__Data to process__.
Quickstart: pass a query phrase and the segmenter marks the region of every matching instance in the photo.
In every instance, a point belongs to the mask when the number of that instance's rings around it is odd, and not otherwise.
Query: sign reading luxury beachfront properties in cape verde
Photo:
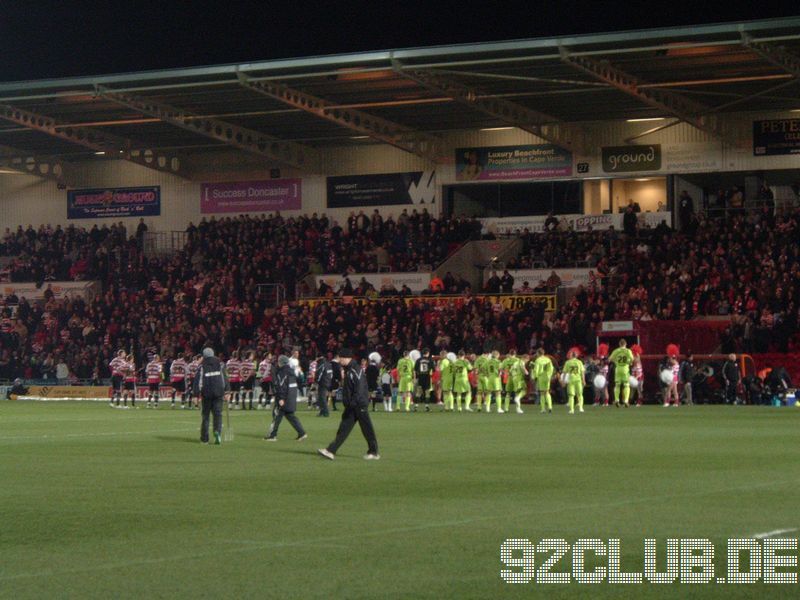
[[[572,176],[572,152],[553,144],[456,149],[458,181]]]

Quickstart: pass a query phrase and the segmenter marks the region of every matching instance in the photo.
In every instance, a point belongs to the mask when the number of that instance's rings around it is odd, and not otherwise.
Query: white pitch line
[[[782,535],[784,533],[792,533],[793,531],[797,531],[797,527],[792,527],[791,529],[775,529],[773,531],[765,531],[764,533],[756,533],[755,535],[751,536],[757,540],[765,540],[767,538],[775,537],[776,535]]]
[[[150,435],[154,433],[179,433],[182,431],[194,431],[194,429],[156,429],[152,431],[103,431],[100,433],[65,433],[63,435],[16,435],[0,437],[0,443],[14,440],[61,440],[64,438],[87,438],[87,437],[109,437],[115,435]]]

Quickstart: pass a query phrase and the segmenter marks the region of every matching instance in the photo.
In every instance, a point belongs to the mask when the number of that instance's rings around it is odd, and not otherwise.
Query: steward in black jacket
[[[230,389],[225,368],[214,356],[211,348],[203,349],[203,361],[194,378],[194,392],[200,396],[202,421],[200,422],[200,441],[208,443],[208,417],[214,413],[214,443],[222,443],[222,403],[225,392]]]
[[[272,424],[264,439],[274,442],[278,439],[278,428],[284,417],[297,432],[297,441],[306,439],[306,432],[300,419],[295,416],[297,410],[297,376],[289,365],[288,356],[278,357],[278,371],[273,378],[275,385],[275,404],[272,409]]]
[[[353,360],[353,351],[343,349],[339,352],[339,363],[344,370],[342,374],[342,422],[339,424],[339,431],[336,432],[336,439],[327,448],[320,448],[317,452],[329,460],[336,457],[339,449],[347,436],[353,430],[356,422],[361,427],[361,433],[367,440],[367,460],[378,460],[378,440],[375,438],[375,429],[372,426],[372,419],[369,416],[369,389],[367,386],[366,369],[361,367],[359,361]]]

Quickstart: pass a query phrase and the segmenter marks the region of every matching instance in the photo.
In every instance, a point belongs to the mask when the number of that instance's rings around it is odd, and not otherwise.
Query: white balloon
[[[289,366],[292,367],[293,369],[296,369],[297,367],[300,366],[300,361],[297,360],[295,357],[292,357],[289,359]]]
[[[447,353],[447,360],[450,362],[456,362],[456,353],[455,352],[448,352]]]
[[[636,379],[636,377],[634,377],[633,375],[631,375],[631,378],[630,378],[630,379],[628,379],[628,383],[630,384],[630,386],[631,386],[633,389],[636,389],[636,388],[638,388],[638,387],[639,387],[639,380],[638,380],[638,379]]]
[[[670,369],[664,369],[661,371],[661,381],[664,383],[664,385],[672,385],[672,380],[673,376]]]
[[[372,352],[369,355],[370,362],[374,362],[376,365],[381,364],[381,355],[377,352]]]
[[[561,385],[567,385],[569,383],[569,375],[566,373],[561,374]]]
[[[408,356],[409,358],[411,358],[411,360],[417,362],[420,356],[422,356],[422,354],[420,354],[419,350],[412,350],[411,352],[408,353]]]
[[[594,387],[596,387],[598,390],[602,390],[604,387],[606,387],[606,378],[602,375],[596,375],[593,383]]]

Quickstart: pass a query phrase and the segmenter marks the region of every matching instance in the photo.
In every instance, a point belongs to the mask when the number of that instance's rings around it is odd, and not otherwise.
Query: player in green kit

__About this task__. Copy out all of the material exactly as written, without its pictures.

__Response__.
Quickstart: pass a query phrase and the segmenter marks the region of every matching instance in the photo.
In every instance, a point belongs to the mask when the number of that instance's rings around it is odd, and not otherwise.
Query: sign reading luxury beachfront properties in cape verde
Photo:
[[[572,176],[572,152],[553,144],[456,149],[458,181]]]

Quickstart: pass a query phrase and the segmenter marks the region of every matching instance in the photo.
In every instance, a point belongs to the mask when the number of that instance's rings around it is odd, and not otherwise.
Query: white pitch line
[[[782,535],[784,533],[792,533],[793,531],[797,531],[797,527],[792,527],[791,529],[775,529],[773,531],[765,531],[764,533],[756,533],[755,535],[751,536],[757,540],[765,540],[767,538],[775,537],[776,535]]]
[[[150,435],[154,433],[179,433],[182,431],[194,431],[194,429],[156,429],[152,431],[103,431],[100,433],[65,433],[63,435],[16,435],[0,437],[0,443],[14,440],[61,440],[64,438],[87,438],[87,437],[109,437],[115,435]]]

Quickstart: pass a query phrase and the segmenter marks the region of every matching instance in the photo.
In every instance, a point belongs to the mask when the number of that instance's rings around it is odd, and not otherwise.
Query: steward in black jacket
[[[230,389],[225,368],[214,356],[211,348],[203,349],[203,361],[194,378],[194,392],[200,396],[202,421],[200,422],[200,441],[208,443],[208,417],[214,413],[214,443],[222,443],[222,403],[225,392]]]
[[[272,424],[264,439],[274,442],[278,439],[278,428],[284,417],[297,432],[297,441],[306,439],[306,432],[300,419],[295,416],[297,410],[297,376],[289,365],[288,356],[278,357],[278,371],[273,378],[275,385],[275,404],[272,409]]]
[[[353,360],[353,351],[343,349],[339,352],[339,363],[344,370],[342,374],[342,422],[339,424],[339,431],[336,432],[336,439],[327,448],[320,448],[317,452],[329,460],[336,457],[339,449],[347,436],[353,430],[356,422],[361,427],[361,433],[367,440],[367,460],[378,460],[378,440],[375,438],[375,429],[372,426],[372,419],[369,416],[369,389],[367,386],[366,369],[361,367],[359,361]]]

Quickstart: pass a query phrase and the segmenter marks the region of every matching instance in the photo.
In every instance, a point belongs to the mask when the number of that instance's rings around it is odd, and not otherwise.
Query: white balloon
[[[289,366],[292,367],[293,369],[296,369],[297,367],[300,366],[300,361],[297,360],[295,357],[292,357],[289,359]]]
[[[447,353],[447,360],[450,362],[456,362],[456,353],[455,352],[448,352]]]
[[[636,379],[636,377],[634,377],[633,375],[631,375],[631,378],[630,378],[630,379],[628,379],[628,383],[630,384],[630,386],[631,386],[633,389],[636,389],[636,388],[638,388],[638,387],[639,387],[639,380],[638,380],[638,379]]]
[[[670,369],[664,369],[661,371],[661,381],[664,383],[664,385],[672,385],[672,380],[673,376]]]
[[[372,352],[369,355],[370,362],[374,362],[376,365],[381,364],[381,355],[377,352]]]
[[[561,385],[567,385],[569,383],[569,375],[566,373],[561,374]]]
[[[408,356],[409,358],[411,358],[411,360],[417,362],[420,356],[422,356],[422,354],[420,354],[419,350],[412,350],[411,352],[408,353]]]
[[[594,387],[596,387],[598,390],[602,390],[604,387],[606,387],[606,378],[602,375],[596,375],[593,383]]]

Quickstart: pass a query phrase and the segmenter marks the region of every matching instance in the photo.
In every instance, a point belongs to the mask when the number of that instance's rings around it is odd, and not otherwise.
Query: player in green kit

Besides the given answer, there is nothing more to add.